### Exercise details
Please set down all of the data below verbatim.

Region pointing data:
* * * *
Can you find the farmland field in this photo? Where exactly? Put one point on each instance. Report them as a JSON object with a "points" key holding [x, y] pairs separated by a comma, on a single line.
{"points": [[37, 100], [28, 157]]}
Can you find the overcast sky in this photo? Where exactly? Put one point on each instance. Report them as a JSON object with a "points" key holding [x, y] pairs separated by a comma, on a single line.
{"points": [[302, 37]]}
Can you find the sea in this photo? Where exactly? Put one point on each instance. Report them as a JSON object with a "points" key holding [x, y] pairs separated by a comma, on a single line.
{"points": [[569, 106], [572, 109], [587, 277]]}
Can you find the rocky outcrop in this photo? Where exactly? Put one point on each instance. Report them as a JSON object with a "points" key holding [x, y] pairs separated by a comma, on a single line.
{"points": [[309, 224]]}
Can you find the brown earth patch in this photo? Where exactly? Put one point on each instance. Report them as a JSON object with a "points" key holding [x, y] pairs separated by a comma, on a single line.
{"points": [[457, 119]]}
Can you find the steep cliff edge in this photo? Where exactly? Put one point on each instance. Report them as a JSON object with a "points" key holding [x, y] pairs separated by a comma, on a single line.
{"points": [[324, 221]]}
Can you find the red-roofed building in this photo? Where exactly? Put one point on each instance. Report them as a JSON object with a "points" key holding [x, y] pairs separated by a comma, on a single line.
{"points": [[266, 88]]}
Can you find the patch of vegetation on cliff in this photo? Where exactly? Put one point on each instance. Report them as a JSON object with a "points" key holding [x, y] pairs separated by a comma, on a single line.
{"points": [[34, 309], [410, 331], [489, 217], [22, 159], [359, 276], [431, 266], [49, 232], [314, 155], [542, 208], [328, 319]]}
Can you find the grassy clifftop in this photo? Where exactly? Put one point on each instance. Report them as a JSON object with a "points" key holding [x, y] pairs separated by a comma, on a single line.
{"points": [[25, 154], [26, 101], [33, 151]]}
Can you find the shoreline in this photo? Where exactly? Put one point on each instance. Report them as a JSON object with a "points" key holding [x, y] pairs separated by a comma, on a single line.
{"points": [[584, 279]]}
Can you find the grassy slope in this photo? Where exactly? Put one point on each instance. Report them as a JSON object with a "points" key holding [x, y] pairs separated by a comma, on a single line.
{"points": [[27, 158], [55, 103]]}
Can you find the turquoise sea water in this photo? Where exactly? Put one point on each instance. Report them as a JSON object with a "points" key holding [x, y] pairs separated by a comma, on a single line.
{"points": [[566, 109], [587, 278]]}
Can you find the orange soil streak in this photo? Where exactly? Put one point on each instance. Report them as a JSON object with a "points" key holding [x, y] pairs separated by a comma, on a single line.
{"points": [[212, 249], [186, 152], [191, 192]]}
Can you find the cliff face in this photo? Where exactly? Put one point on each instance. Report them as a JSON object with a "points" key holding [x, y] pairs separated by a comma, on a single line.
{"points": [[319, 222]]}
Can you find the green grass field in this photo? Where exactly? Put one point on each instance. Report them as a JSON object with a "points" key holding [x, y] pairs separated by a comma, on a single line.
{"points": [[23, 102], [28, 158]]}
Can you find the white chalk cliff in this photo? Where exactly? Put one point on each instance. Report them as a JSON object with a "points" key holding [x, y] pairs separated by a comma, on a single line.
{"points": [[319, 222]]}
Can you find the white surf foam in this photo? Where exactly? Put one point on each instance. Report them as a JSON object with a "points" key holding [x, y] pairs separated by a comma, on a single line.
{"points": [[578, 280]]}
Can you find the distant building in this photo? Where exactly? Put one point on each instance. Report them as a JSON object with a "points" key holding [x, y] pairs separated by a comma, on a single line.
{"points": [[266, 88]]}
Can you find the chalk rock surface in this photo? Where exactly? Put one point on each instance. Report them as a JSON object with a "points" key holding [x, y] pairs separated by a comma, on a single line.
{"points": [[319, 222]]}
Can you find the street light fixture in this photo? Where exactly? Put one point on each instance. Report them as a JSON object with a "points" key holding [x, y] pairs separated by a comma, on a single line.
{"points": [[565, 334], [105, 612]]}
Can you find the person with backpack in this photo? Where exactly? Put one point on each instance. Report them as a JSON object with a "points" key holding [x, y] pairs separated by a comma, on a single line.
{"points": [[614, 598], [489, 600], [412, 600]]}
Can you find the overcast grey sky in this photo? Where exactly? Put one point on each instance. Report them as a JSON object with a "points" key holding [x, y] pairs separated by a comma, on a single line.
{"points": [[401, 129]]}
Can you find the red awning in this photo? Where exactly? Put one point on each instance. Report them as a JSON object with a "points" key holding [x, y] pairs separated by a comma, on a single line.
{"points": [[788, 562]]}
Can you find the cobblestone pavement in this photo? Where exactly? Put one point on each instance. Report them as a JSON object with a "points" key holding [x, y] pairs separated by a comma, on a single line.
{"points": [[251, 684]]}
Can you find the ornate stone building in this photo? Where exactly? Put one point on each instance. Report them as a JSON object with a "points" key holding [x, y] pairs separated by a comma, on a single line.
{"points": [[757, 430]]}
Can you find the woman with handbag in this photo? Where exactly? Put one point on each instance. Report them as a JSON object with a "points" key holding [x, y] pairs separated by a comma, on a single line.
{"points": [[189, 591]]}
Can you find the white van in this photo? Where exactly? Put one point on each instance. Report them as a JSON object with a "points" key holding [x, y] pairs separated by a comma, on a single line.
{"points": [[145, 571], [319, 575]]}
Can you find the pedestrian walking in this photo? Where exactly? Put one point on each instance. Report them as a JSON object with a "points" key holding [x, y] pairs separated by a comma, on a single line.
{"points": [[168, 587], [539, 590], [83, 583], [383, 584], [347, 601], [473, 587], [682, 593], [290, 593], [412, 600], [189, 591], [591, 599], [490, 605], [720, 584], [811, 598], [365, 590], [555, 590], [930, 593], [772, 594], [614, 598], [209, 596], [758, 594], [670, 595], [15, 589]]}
* * * *
### Output
Can you find the farmland field in this photo? Where exactly? Put one point on each instance. Report them as a JSON object with a "points" key holding [x, y] pairs separated by a comma, on a single line.
{"points": [[37, 100], [28, 157]]}
Can you find the overcast sky in this photo? Where exactly? Put one point on each instance. Report them as a JSON object with a "points" key holding [x, y] pairs separated by a comma, on a single line.
{"points": [[302, 37]]}
Can you find the sea in this photo? Where exactly? Put one point on each instance. Report them as a JSON object with a "points" key holding [x, y] pairs separated by a comma, on a single line.
{"points": [[569, 106], [572, 109], [587, 277]]}
Can you find the rocky outcrop in this photo? Where exactly? Put one point on each instance. Report them as a JSON object with a "points" key holding [x, y] pairs separated by a comma, on a single line.
{"points": [[309, 224]]}
Can you find the brown earth patch in this photo? Where exactly? Put one point on each instance. Report them as a JSON object with a "points" key holding [x, y] pairs separated by a comma, on a single line.
{"points": [[457, 119]]}
Can you find the steep cliff edge in this photo? Where exactly? Put one point on each instance. Report them as a JSON object with a "points" key holding [x, y] pairs separated by a comma, on a single line.
{"points": [[324, 221]]}
Can you find the red-roofed building in this photo? Where exactly? Put one point on each instance. Report them as a JSON object with a "points" key holding [x, y] pairs separated by a comma, on a single line.
{"points": [[266, 88]]}
Can you find the patch of vegetation on cliff in this photo? Where exactly? Put one point on each instance. Report them as a JSON object with a "points" key holding [x, y] pairs separated by a comma, on a single line.
{"points": [[34, 309], [410, 331], [489, 217], [22, 159], [359, 276], [431, 266], [49, 232], [314, 155], [542, 208], [328, 319]]}
Can you find the grassy clifftop in this photo? Where exactly? Put one point on each instance. Report them as a JSON object with a "points" key holding [x, y] pairs separated by a comma, on a single line.
{"points": [[25, 154], [26, 101], [33, 151]]}
Can you find the shoreline in this photo? Where exactly? Put one point on each instance. Report them as a JSON object with a "points" key holding [x, y] pairs separated by a comma, on a single line.
{"points": [[584, 279]]}
Can you find the grassy slope in this photo? Where exactly? Put one point on each instance. Report them as a JSON object with a "points" key holding [x, y] pairs separated by a comma, on a single line.
{"points": [[27, 158], [55, 103]]}
Can you find the turquoise sea water in this photo? Where exactly? Put one point on each instance. Report them as a JSON object with a "points" key holding [x, y] pairs separated by a comma, on a single line.
{"points": [[566, 109], [587, 278]]}
Can you find the orange soil streak in this photo? Where exactly? Put one point on each instance. Report them as a JSON object with a "points" key holding [x, y] pairs separated by a comma, on a single line.
{"points": [[212, 249], [186, 152], [191, 192]]}
Can you find the cliff face in this photo? Where exactly? Put one point on each instance. Report them as a JSON object with a "points" key holding [x, y] pairs separated by a comma, on a single line.
{"points": [[319, 222]]}
Can you find the green grass field in this photo? Where exactly? Put one point on each instance. Report them as a JSON object with a "points" key holding [x, y] pairs separated by a comma, on a single line.
{"points": [[23, 102], [28, 158]]}
Can you find the white chalk cliff in this photo? Where exactly? Put one point on each instance. Report them as a JSON object with a "points" key holding [x, y] pairs separated by a comma, on a single line.
{"points": [[319, 222]]}
Can you find the white surf foam in this photo? Where exactly? Put one point on each instance. Report them as a JSON object with a "points" key holding [x, y] pairs separated by a comma, on a single line.
{"points": [[578, 280]]}
Can you find the distant building in this photo? Where exactly? Put one point on each instance. Report them as a JSON object with a "points" key holding [x, y] pairs separated by a comma, on a single line.
{"points": [[266, 88]]}
Can you find the chalk rock surface in this photo? Where exactly? Put one point on each instance. Report them as a JSON object with a "points" key holding [x, y] pairs separated by a comma, on a single line.
{"points": [[319, 222]]}
Can you find the street light fixture in this photo? Where exactly? Put one point on each instance. Report them as a JSON object with a "points" key holding [x, y] pairs separated by a comma, on a single line.
{"points": [[565, 334], [105, 612]]}
Can you find the person with backpack in this photo? Where exactly? Put one point on each instance. Report them as a JSON object with a "points" key holding [x, y] pairs separated by a comma, on a single line.
{"points": [[614, 598], [489, 600], [412, 600]]}
Can you find the overcast grey sky in this photo? Where exactly? Put one point on each instance. Report them as a JSON object with a "points" key holding [x, y] pairs separated by a comma, on a single line.
{"points": [[401, 129]]}
Can you find the red awning in this photo? Where exactly? Put one point on each instance. Report them as a JSON object with a "points" key holding [x, y] pairs separated by a comma, on a single line.
{"points": [[788, 562]]}
Can you find the cobblestone pavement in this photo? Where exactly? Put one point on each instance. Report them as a JSON object with a "points" key holding [x, y] pairs separated by a comma, on a single line.
{"points": [[251, 684]]}
Can you find the ornate stone building in this photo? Where exactly? Put one point on each instance. Report them as a JSON object with a "points" key holding [x, y] pairs separated by a comma, on a single line.
{"points": [[757, 430]]}
Can you find the woman with handbag in this photo? Where exactly? Put one point on each instance. Report them as a JSON object with a "points" key holding [x, y] pairs separated by a comma, on a single line.
{"points": [[189, 591]]}
Can you find the white van in this photo? Where exactly? Put one point on each instance. Report them as a JSON object with a "points" key holding [x, y] pairs separated by a comma, on a single line.
{"points": [[145, 571], [319, 575]]}
Can you find the pedestrian walking in this photo? Where exactly? Put one point on each instance. Report them as a JSON object with a "points" key holding [x, y] pairs separated by a comma, on a single line.
{"points": [[168, 587], [539, 590], [83, 583], [383, 584], [347, 601], [473, 587], [682, 593], [290, 593], [412, 600], [189, 591], [591, 599], [490, 605], [720, 584], [811, 598], [365, 590], [555, 590], [930, 593], [772, 594], [614, 598], [209, 596], [758, 594], [670, 595], [15, 589]]}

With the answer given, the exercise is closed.